▶ **EXERCISE AIM**
Would you restate, exactly as they appear, the lines from the one containing "Reviewer note: confirm that each instance of the short" through the end of the data below?

▶ **RECORDS FOR THIS EXERCISE**
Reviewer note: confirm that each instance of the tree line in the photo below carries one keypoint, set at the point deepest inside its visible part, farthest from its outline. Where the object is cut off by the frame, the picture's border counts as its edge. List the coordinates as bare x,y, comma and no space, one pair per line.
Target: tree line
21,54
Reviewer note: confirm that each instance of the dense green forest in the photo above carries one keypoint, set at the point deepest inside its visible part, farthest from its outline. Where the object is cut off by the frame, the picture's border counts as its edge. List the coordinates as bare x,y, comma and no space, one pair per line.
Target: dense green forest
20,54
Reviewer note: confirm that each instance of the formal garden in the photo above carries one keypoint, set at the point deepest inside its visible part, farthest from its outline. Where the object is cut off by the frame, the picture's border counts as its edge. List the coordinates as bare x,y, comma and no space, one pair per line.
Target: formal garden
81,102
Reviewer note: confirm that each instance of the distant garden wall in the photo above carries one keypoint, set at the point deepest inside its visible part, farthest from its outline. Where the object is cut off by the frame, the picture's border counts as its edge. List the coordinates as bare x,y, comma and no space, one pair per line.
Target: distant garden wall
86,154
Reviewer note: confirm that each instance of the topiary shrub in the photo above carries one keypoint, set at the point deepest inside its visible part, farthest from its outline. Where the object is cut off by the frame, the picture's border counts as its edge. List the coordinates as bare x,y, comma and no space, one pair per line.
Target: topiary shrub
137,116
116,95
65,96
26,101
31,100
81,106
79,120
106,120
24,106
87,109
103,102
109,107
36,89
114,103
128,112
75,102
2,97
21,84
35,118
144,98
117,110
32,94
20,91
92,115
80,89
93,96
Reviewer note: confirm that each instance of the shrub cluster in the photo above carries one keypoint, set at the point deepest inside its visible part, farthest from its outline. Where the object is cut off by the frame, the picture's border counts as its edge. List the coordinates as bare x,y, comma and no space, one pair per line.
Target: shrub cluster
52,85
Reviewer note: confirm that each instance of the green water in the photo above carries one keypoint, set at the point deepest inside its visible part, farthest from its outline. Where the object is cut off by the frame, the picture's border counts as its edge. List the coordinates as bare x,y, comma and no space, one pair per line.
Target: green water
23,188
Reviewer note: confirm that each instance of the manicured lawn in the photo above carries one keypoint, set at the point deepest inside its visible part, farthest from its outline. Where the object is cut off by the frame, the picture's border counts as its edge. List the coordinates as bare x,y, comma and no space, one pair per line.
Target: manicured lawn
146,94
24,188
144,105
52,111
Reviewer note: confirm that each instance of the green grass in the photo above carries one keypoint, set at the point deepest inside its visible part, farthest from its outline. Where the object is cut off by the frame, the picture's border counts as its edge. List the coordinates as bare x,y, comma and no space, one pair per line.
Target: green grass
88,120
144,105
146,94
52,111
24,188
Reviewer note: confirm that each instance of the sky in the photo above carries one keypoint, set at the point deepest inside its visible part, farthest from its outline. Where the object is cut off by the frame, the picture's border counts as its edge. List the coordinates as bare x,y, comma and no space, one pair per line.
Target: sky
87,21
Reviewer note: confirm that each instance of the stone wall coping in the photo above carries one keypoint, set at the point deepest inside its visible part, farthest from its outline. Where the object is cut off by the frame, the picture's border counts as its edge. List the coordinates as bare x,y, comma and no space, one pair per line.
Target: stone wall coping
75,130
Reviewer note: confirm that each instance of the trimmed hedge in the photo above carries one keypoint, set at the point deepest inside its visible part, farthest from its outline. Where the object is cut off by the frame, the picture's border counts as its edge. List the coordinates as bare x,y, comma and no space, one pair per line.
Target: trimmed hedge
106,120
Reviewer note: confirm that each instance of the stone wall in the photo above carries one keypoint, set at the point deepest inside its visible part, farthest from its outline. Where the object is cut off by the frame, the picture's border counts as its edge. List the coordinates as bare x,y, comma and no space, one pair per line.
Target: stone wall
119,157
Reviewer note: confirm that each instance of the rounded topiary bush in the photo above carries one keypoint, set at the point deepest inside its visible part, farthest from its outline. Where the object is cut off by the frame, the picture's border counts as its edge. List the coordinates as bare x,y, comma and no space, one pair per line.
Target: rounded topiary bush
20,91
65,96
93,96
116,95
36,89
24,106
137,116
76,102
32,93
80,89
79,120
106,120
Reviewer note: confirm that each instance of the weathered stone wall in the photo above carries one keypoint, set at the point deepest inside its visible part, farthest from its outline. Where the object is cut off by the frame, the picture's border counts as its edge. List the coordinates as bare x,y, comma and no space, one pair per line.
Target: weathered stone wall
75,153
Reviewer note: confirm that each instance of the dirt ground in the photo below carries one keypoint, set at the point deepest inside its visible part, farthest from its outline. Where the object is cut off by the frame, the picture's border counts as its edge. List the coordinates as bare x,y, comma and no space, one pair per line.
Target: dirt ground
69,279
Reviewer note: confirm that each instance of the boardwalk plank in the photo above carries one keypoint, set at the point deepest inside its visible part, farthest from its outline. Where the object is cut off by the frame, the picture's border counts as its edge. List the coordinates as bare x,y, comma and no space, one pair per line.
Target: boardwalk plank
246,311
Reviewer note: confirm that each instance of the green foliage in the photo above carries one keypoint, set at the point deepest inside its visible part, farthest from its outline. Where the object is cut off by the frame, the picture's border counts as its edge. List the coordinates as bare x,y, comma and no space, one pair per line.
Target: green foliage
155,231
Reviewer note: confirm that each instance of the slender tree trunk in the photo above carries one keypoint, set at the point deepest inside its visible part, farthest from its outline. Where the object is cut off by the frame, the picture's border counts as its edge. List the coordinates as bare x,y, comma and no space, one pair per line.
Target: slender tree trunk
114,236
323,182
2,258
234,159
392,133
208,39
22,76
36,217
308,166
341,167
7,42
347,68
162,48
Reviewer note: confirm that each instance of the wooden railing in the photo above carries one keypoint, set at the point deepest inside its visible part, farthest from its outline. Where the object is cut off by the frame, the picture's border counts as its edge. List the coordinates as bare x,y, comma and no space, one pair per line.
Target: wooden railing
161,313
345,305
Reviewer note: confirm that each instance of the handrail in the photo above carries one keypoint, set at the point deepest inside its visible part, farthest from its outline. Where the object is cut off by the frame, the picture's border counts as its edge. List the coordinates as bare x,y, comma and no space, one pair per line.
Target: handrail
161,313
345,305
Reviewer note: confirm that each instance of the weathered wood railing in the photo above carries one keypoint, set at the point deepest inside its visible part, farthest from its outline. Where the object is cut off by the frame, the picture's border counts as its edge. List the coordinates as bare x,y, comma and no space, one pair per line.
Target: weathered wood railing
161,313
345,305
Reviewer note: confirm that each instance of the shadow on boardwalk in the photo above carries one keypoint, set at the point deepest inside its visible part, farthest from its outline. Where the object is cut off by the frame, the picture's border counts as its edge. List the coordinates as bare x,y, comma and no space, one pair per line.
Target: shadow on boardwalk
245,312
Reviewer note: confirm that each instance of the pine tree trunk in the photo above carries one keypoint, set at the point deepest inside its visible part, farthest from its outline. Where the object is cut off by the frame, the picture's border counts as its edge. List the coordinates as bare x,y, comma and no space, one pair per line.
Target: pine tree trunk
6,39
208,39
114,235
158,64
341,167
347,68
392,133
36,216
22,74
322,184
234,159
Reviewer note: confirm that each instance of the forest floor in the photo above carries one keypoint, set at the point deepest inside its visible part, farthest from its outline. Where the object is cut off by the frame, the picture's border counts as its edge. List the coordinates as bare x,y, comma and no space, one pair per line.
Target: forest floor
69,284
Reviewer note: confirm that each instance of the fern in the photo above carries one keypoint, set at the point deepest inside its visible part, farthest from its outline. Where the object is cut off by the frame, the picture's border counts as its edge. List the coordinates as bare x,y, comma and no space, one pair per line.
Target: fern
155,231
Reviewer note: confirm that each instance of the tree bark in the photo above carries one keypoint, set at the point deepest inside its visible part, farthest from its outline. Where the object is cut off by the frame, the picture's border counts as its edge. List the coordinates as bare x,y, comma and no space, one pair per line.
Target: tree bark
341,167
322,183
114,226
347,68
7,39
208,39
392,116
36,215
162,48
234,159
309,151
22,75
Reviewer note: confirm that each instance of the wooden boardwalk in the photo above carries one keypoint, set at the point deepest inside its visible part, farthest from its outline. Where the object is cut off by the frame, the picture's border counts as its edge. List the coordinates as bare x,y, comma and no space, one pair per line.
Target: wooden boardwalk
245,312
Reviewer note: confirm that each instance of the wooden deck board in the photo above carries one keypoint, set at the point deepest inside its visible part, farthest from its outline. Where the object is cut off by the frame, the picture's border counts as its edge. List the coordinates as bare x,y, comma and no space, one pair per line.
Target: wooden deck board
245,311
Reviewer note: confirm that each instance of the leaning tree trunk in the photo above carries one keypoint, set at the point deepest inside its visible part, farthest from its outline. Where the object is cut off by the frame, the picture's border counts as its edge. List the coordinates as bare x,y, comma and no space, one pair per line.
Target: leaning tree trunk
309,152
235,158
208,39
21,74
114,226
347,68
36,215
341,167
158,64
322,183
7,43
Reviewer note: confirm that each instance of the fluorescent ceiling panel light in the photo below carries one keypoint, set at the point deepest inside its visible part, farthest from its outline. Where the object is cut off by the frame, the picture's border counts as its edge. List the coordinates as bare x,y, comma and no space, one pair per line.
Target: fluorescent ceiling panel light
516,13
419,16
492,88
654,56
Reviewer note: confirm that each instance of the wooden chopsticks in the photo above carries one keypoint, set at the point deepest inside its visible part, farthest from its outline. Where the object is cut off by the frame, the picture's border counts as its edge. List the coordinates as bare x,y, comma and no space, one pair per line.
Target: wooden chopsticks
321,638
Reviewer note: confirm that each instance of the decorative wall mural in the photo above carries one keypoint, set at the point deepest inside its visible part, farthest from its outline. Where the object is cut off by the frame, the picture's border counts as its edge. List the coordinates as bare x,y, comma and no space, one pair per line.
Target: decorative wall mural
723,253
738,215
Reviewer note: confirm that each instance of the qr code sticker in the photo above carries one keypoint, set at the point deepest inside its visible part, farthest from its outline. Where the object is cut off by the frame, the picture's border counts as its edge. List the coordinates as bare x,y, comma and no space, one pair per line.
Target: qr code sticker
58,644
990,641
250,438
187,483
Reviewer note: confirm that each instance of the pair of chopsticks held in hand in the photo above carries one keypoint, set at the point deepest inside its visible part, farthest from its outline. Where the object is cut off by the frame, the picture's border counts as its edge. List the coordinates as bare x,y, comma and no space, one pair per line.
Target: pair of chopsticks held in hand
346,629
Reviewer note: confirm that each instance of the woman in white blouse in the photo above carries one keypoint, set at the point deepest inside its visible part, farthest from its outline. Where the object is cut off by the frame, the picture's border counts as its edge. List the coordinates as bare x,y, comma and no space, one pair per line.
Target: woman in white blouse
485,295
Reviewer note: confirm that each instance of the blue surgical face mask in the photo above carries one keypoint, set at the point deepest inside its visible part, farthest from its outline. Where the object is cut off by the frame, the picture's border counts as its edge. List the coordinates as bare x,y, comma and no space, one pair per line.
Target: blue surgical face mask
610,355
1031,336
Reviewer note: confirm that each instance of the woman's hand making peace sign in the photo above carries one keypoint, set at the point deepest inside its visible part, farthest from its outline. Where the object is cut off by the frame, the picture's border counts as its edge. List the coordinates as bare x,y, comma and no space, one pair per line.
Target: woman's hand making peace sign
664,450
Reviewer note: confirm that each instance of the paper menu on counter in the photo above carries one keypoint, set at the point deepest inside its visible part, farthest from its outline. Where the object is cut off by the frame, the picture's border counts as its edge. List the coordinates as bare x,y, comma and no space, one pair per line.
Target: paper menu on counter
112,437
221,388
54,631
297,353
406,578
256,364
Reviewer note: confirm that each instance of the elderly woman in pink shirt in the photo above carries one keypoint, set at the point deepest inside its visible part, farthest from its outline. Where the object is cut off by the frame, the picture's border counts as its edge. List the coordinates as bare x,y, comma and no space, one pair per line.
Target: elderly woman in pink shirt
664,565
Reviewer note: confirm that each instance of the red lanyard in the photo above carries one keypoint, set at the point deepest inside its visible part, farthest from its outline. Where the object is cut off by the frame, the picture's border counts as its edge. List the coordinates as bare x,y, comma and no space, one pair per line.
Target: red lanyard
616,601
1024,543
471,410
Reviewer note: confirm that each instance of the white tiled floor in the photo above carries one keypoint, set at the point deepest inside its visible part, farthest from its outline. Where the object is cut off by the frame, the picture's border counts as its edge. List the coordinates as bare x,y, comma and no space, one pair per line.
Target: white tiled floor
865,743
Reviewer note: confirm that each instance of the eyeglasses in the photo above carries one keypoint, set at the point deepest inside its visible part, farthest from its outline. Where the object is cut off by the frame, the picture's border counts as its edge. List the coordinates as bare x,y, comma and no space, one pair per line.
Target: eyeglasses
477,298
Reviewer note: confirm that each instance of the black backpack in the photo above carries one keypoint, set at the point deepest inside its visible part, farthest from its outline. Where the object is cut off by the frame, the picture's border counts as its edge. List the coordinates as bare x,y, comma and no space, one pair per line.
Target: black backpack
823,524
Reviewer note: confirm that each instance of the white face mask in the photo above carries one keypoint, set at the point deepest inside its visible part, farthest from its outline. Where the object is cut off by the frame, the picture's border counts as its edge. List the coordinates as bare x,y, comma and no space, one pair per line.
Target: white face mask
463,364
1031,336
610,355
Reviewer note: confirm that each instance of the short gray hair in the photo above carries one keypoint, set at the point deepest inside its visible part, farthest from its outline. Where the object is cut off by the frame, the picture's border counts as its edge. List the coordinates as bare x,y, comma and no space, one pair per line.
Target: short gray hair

▶ **ANSWER BELOW**
Reviewer note: confirm that each instance of the short gray hair in the photo above carries one keypoint, set at the point deepest inside its visible part, farthest from its outline. Where the object is cut off by the frame, the picture's border counts as its edge. List the coordinates as bare x,y, comma and no space, one pair per line.
Target: short gray hair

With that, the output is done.